## Task goal
Add 26 to each x and y coordinate in the answers, then write out all of the rows below again in full, requests included. Leave the numbers inside the requests and their sample lines as they are.

=== Records supplied ===

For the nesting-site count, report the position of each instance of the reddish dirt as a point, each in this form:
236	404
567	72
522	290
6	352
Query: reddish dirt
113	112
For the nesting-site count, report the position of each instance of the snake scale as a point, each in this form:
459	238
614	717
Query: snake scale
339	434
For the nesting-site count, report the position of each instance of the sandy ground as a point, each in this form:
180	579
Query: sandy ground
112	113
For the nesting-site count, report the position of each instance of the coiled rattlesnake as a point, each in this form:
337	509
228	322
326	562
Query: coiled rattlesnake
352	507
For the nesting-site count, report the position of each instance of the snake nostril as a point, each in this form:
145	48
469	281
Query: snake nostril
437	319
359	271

===

## Written response
For the nesting-site count, report the position of each instance of the reddish dirt as a point, each in this form:
236	404
567	72
522	290
6	352
Query: reddish dirt
139	138
For the nesting-site count, report the position of each instance of the snake scale as a point, each in this form:
459	238
614	717
Query: snake scale
365	460
For the nesting-site count, report the position of each instance of the sandy ground as a point, each in this form:
180	579
Query: sandy ground
138	139
For the nesting-site count, report the position of each instance of the coiled rattlesnake as a point, each in this form:
337	509
228	322
326	562
Query: coiled rattlesnake
378	533
For the nesting-site count, report the position of each instance of the snake nostril as a point, each in this form:
145	48
469	281
Query: snake nostril
463	345
385	297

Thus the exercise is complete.